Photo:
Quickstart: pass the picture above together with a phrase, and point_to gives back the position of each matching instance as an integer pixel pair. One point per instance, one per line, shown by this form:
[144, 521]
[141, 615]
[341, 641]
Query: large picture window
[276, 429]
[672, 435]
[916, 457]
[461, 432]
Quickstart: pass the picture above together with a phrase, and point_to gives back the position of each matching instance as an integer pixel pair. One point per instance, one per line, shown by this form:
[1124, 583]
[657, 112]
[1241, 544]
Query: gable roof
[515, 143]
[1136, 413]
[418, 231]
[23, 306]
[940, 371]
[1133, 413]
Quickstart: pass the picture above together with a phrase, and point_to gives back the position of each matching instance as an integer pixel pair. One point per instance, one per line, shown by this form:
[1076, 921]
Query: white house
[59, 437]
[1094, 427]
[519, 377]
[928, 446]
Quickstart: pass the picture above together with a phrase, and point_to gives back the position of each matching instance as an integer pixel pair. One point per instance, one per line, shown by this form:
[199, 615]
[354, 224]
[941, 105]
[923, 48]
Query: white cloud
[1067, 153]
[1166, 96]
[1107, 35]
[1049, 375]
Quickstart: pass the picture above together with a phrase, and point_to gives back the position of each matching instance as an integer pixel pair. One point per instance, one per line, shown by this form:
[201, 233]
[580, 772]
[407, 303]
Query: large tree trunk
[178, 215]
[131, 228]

- WORK TASK -
When you answer, return each line of the material exactly as it was written.

- TASK RESULT -
Photo:
Quickstart: pass the picture above together with a phrase, and point_to gives back the position of each matching instance as an integer pixel pair. One point per instance, one per line, shown by this form:
[144, 521]
[141, 615]
[341, 641]
Query: large picture window
[276, 429]
[672, 435]
[916, 457]
[461, 432]
Quickstart: pass the picture above together with a phrase, and point_to gives back the position of each matching instance as an integer pixel pair. One point per instance, one per line, shown by this form:
[1124, 583]
[657, 112]
[1241, 544]
Query: gable roof
[515, 143]
[1136, 413]
[418, 231]
[23, 306]
[940, 371]
[1133, 413]
Quickstart: pass the picture above together with a phrase, and point_to gives back the position of each matching instance as an integer pixel pair. One point per instance, one per line, shown by this form:
[1076, 921]
Query: white house
[59, 437]
[1094, 427]
[519, 377]
[928, 446]
Quickstart: pass the picture above together with a phrase, and point_to gives back the position of each matching instance as an integer pixel pair. One point per instance, one per line, shown by this form:
[199, 615]
[354, 224]
[941, 105]
[923, 48]
Query: white cloud
[1067, 153]
[1166, 96]
[1107, 35]
[1049, 375]
Quickstart: pass the picture above together with a phrase, and point_to gives back the position of each matching instance as an integer pixel pair. One point per instance, one per line, shown by this form:
[201, 233]
[580, 772]
[407, 303]
Query: large tree trunk
[178, 215]
[131, 228]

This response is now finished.